Source material Block Start
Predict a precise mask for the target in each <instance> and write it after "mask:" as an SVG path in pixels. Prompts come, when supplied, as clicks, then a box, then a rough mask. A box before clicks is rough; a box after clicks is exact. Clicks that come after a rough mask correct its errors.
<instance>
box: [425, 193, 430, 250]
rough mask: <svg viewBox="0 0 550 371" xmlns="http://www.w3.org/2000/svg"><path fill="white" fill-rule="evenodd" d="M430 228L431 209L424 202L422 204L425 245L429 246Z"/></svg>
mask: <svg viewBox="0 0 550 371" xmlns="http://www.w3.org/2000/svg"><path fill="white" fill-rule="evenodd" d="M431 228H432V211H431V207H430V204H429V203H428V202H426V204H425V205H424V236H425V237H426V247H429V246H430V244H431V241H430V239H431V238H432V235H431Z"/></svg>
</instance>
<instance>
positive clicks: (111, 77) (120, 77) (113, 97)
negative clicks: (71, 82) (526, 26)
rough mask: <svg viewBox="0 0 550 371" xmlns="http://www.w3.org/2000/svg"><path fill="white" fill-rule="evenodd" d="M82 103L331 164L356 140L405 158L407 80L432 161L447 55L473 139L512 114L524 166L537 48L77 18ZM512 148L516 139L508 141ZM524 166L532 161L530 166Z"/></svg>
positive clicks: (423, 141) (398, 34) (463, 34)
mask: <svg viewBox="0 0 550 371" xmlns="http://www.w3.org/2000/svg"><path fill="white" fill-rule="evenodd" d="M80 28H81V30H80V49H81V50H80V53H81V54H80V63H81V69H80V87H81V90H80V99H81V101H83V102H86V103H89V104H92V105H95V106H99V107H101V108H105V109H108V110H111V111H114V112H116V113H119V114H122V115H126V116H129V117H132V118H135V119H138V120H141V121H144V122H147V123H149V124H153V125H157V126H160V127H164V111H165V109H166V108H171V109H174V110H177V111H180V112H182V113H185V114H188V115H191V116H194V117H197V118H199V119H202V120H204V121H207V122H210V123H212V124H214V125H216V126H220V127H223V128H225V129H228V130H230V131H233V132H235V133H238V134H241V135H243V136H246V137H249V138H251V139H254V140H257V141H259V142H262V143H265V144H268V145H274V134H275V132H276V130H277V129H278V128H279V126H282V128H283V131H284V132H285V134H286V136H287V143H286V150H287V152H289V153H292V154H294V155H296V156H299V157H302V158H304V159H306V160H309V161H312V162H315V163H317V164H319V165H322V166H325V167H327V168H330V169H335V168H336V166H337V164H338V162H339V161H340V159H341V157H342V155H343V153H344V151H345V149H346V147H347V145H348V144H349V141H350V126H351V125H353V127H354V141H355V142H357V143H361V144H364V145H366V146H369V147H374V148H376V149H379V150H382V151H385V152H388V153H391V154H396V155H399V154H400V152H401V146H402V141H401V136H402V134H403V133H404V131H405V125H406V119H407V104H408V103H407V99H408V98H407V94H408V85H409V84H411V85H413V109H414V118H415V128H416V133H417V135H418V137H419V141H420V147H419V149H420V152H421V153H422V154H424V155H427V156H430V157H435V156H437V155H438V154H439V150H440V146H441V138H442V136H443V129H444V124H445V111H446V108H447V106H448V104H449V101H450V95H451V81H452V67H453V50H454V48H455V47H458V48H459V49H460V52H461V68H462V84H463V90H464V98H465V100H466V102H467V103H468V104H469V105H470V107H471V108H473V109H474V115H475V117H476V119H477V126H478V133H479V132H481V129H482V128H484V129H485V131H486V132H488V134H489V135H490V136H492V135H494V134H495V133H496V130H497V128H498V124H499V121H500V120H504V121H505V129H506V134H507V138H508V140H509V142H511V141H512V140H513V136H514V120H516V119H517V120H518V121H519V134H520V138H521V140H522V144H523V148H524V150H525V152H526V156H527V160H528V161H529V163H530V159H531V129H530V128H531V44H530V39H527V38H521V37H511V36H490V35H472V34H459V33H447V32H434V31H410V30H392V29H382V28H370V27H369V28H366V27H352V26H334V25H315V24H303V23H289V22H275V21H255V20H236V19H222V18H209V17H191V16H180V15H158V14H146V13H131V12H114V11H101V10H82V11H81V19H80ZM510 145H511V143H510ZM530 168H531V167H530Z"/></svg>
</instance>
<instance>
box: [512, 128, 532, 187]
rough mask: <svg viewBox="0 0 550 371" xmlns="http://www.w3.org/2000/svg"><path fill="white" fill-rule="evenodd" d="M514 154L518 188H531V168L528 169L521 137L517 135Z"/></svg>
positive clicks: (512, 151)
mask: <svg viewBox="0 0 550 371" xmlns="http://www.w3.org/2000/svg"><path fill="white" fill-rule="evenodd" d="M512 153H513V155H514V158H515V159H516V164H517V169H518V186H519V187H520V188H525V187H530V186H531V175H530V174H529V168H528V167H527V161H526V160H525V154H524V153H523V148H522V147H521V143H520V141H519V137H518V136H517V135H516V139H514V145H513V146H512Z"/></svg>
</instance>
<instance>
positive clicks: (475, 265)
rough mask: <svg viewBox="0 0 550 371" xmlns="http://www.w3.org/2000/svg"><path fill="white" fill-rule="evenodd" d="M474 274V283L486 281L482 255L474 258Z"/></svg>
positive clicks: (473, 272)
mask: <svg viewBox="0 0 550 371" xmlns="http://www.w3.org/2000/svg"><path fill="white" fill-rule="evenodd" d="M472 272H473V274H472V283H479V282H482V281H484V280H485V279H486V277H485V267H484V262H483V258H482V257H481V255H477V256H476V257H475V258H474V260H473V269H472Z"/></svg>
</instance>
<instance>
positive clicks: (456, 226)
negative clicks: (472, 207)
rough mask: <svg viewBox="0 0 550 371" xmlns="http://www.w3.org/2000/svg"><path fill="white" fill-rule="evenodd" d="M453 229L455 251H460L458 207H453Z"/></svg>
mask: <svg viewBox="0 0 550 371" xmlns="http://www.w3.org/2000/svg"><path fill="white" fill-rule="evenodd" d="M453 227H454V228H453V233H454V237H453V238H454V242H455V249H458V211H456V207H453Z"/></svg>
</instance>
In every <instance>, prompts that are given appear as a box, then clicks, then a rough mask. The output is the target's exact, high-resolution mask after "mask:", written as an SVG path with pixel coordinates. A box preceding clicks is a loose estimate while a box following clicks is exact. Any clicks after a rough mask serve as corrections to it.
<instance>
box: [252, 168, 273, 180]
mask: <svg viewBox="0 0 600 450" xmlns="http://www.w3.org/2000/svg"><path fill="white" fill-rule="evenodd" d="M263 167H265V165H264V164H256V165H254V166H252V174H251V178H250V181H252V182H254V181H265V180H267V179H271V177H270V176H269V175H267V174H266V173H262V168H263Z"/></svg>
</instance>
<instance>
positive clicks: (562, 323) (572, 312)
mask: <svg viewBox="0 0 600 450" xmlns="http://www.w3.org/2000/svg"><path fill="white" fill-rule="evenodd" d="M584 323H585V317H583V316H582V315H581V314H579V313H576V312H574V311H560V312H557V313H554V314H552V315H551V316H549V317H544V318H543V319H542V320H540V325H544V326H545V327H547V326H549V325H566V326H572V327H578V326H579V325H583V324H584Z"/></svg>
Source material Block End
Activity -
Copy all lines from the material that contain "negative".

Written response -
negative clicks: (71, 82) (526, 26)
negative clicks: (472, 207)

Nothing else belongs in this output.